[start]

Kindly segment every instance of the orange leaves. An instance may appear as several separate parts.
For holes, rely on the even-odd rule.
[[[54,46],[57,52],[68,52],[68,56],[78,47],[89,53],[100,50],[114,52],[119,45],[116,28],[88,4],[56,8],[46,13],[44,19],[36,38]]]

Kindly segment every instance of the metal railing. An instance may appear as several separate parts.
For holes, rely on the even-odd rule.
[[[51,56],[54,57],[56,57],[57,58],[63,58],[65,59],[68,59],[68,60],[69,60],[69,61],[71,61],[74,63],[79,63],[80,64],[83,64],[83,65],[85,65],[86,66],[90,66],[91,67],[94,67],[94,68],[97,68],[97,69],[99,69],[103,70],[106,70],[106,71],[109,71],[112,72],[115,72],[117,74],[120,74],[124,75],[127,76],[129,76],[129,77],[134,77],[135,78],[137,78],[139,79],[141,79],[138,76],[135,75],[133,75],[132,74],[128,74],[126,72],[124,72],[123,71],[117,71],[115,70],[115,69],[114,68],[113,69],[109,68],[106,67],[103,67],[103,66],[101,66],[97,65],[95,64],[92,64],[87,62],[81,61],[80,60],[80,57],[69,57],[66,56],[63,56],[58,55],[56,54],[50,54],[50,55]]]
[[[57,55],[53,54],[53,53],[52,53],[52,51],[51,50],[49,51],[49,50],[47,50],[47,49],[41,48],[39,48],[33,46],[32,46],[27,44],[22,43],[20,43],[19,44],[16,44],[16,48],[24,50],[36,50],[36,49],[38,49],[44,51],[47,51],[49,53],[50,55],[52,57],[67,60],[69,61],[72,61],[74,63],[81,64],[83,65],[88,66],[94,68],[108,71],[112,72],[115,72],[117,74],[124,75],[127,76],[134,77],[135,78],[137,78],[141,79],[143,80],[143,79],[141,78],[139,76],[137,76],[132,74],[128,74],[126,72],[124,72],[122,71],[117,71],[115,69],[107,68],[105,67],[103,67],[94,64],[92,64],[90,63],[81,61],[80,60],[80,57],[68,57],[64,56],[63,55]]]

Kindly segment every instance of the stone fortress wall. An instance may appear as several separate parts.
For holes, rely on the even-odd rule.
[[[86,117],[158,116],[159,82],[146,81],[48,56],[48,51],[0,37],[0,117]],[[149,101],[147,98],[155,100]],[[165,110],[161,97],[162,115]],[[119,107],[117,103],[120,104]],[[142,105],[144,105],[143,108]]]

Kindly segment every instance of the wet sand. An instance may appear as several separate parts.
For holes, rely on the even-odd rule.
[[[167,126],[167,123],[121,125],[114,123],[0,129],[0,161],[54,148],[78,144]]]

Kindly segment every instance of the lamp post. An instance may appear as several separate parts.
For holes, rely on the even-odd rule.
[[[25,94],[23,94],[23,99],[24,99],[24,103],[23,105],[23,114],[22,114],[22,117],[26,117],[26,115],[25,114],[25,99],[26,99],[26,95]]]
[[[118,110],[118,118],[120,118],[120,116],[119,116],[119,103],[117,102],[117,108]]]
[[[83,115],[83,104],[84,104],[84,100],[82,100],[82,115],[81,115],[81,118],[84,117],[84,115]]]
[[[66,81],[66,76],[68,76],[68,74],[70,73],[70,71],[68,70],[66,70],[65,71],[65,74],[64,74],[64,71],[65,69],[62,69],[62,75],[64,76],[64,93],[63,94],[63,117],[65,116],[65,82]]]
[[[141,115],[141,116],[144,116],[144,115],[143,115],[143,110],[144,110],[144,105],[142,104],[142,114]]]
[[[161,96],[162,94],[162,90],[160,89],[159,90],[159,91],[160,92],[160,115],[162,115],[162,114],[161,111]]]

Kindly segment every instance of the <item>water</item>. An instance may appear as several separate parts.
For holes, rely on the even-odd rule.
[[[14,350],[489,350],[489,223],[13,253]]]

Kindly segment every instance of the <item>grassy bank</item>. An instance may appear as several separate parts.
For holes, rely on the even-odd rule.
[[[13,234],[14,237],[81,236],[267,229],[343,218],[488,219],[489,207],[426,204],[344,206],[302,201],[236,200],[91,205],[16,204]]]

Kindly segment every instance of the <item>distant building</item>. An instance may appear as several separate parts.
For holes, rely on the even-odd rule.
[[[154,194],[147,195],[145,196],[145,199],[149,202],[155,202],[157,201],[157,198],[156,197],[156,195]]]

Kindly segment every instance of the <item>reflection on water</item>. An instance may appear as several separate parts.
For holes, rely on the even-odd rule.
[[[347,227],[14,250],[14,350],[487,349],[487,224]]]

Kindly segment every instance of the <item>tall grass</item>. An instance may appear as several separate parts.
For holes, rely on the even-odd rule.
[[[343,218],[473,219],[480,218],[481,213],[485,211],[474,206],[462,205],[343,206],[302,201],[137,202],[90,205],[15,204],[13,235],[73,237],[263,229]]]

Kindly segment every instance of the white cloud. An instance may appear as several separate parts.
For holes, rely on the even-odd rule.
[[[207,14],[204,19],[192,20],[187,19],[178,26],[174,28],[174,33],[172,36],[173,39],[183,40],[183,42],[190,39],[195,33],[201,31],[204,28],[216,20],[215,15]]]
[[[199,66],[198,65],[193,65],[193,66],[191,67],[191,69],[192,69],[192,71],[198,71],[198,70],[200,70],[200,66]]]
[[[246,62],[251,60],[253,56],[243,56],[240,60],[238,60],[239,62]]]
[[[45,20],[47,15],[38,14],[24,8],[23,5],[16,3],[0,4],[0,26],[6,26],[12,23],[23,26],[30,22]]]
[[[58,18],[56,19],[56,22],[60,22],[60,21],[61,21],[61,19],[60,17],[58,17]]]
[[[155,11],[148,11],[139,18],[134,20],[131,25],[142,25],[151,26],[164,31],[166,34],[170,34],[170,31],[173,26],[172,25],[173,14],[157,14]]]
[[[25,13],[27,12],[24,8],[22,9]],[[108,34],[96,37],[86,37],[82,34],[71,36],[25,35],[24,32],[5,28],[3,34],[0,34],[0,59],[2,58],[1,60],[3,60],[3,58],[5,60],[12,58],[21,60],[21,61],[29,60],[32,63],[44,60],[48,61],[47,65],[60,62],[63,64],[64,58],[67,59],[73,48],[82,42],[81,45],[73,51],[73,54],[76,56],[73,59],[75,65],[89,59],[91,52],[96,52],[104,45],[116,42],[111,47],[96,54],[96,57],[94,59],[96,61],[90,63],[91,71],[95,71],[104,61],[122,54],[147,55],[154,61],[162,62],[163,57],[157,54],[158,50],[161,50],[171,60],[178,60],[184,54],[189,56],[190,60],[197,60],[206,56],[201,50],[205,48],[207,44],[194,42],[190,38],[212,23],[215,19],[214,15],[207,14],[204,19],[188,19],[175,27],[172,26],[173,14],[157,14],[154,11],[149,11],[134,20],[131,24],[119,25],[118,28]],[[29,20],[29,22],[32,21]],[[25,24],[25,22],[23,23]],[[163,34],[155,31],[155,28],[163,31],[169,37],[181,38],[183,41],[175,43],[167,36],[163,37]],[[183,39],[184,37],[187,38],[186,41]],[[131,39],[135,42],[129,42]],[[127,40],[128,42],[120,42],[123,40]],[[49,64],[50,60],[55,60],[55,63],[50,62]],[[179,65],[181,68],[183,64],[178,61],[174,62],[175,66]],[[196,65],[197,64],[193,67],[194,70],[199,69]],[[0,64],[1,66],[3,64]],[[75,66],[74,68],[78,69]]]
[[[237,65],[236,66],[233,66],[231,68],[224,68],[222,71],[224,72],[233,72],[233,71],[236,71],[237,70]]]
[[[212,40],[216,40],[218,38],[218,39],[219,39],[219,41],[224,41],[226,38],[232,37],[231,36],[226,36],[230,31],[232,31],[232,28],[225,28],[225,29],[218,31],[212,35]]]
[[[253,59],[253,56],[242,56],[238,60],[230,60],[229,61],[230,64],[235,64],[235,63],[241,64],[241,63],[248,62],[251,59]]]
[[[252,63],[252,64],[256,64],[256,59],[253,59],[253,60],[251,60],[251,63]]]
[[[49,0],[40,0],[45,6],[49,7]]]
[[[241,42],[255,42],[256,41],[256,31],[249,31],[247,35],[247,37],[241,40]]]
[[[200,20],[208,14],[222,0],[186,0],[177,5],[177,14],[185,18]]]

[end]

## STATED TASK
Copy out again, character for character, the stretch of the data that begins with the line containing "Kindly segment every instance of the <item>water</item>." and ends with the line containing "[[[347,227],[14,250],[14,350],[487,349],[487,224]]]", including both of those lines.

## IN RESPONSE
Kindly segment every instance of the <item>water</item>. An instance may appear as several separate parts.
For holes, rely on the even-odd rule.
[[[14,350],[489,350],[489,223],[13,253]]]

Kindly segment every instance of the <item>grassy bank</item>. An instance may appear as several separate parts.
For holes, rely on the even-odd rule.
[[[13,234],[14,237],[81,236],[267,229],[343,218],[488,219],[489,207],[426,204],[344,206],[302,201],[236,200],[91,205],[16,204]]]

Kindly segment every instance of the <item>distant building</item>. An instance may appear as several separate parts.
For holes, rely on the even-odd rule.
[[[154,194],[147,195],[145,196],[145,199],[149,202],[155,202],[157,201],[157,198],[156,197],[156,195]]]

Kindly segment every instance of the <item>reflection on water</item>. An instance may appear as several separate parts.
For holes, rely on the even-odd rule.
[[[347,227],[14,250],[14,350],[487,349],[487,224]]]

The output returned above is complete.